Referring expression grounding data:
BEGIN
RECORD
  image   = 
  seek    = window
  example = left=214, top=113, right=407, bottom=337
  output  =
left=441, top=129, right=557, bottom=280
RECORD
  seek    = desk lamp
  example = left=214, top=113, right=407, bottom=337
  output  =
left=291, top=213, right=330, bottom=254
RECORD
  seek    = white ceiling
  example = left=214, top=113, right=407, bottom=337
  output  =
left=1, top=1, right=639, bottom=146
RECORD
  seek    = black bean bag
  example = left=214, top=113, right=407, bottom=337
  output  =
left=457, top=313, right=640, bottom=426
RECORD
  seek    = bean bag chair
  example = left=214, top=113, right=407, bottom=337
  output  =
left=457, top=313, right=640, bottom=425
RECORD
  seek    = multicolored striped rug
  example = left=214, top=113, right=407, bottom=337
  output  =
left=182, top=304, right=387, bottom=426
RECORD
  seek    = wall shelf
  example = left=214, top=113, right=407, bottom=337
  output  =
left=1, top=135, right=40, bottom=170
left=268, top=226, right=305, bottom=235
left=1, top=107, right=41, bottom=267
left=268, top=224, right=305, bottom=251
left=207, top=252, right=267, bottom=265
END
BEGIN
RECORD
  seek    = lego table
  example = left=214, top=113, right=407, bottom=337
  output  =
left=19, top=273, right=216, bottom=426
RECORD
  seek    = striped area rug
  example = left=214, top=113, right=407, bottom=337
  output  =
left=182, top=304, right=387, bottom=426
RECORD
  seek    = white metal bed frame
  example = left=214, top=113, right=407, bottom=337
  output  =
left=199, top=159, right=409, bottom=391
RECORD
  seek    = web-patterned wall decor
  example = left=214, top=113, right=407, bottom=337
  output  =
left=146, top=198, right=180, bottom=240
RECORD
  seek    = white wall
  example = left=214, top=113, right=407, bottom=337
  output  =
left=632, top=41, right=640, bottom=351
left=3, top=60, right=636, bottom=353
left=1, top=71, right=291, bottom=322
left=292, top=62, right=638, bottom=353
END
[TASK DIRECTIONS] What lines in the data above contain the word "striped"? Show them all.

[EXERCISE RESPONSE]
  seek    = multicolored striped rug
  seek    = striped area rug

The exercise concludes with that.